What to work on → Go through the data and tally the lines that include "stadium". The reply is that number alone.

[Records shown — start]

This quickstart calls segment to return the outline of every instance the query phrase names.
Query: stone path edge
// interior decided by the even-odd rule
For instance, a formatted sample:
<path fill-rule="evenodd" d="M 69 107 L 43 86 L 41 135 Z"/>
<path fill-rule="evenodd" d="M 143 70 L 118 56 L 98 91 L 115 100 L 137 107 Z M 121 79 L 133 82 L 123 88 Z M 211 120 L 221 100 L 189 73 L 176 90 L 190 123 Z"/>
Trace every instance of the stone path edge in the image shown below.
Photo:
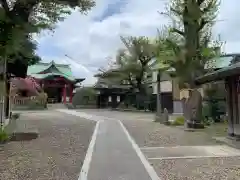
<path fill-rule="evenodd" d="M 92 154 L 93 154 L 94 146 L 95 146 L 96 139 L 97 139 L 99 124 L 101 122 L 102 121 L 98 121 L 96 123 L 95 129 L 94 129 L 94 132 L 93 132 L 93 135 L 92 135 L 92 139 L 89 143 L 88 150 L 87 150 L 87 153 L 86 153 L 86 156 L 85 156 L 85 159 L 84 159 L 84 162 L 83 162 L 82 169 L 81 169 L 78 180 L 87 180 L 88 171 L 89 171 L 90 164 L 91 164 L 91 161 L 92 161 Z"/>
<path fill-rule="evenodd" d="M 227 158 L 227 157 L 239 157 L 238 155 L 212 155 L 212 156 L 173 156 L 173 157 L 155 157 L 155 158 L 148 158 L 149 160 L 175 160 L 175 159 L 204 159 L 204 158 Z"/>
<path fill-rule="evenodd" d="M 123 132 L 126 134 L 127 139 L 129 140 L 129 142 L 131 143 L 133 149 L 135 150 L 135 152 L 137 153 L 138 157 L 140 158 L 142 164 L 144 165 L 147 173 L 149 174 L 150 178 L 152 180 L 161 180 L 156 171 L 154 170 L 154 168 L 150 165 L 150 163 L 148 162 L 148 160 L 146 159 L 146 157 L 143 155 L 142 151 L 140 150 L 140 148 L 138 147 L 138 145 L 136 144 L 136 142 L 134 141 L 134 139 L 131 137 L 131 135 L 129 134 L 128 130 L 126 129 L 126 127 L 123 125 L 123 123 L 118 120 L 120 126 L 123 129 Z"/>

[Records shown — finish]
[Records shown — start]

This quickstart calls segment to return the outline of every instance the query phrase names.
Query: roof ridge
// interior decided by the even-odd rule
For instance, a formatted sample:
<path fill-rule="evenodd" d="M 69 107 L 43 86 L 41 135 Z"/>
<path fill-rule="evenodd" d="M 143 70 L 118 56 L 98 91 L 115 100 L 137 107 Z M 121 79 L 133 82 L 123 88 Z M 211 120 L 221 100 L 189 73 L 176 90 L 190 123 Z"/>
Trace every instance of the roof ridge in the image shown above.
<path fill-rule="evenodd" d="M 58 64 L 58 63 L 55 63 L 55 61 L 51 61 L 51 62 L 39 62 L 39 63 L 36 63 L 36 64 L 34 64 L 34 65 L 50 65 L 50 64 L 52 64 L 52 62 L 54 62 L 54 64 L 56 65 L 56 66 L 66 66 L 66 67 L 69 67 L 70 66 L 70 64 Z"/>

[Records shown — finish]
[Records shown — start]

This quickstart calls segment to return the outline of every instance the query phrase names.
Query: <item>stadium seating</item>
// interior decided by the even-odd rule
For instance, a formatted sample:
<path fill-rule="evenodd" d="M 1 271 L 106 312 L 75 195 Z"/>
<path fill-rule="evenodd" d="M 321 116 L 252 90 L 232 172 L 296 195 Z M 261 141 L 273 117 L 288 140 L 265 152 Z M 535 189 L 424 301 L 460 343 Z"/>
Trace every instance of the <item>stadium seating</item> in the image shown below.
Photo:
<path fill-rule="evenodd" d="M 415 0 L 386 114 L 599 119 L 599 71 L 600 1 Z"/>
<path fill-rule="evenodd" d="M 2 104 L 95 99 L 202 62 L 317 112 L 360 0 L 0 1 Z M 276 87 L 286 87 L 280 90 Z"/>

[Records shown — finish]

Exercise response → 2